Exercise inputs:
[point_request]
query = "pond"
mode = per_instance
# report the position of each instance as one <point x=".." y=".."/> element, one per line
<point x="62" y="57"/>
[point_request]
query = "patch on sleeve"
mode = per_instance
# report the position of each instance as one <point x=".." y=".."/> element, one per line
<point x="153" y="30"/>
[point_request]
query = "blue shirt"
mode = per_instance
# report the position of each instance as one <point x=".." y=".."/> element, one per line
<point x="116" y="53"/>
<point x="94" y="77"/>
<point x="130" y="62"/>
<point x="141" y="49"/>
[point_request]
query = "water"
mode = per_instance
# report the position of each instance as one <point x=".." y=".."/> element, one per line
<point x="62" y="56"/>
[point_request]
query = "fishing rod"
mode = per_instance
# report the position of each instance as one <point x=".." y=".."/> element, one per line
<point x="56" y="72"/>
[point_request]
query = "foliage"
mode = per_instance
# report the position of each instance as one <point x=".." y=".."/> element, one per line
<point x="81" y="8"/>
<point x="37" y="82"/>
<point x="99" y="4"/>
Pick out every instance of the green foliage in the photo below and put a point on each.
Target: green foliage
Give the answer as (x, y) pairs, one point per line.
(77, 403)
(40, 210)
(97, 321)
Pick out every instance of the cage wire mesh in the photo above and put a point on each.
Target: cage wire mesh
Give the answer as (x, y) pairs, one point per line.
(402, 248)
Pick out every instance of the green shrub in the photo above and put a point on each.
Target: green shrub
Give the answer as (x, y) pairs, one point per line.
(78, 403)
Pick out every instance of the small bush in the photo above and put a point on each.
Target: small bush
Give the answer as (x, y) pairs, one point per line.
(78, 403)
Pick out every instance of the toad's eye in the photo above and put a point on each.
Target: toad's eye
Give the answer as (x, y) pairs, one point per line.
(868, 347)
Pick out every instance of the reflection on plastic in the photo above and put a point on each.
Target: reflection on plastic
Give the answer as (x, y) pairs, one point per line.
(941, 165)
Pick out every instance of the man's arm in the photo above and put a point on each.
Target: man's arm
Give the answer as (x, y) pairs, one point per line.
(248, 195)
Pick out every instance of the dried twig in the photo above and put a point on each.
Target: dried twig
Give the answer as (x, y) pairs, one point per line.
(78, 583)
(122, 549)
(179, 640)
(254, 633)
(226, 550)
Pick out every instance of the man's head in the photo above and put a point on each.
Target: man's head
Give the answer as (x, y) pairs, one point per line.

Problem requirements:
Filter the listing above, keeping only the lines with "shrub".

Answer to the problem:
Pick out every instance of the green shrub in the photo above and put a point on each.
Target: green shrub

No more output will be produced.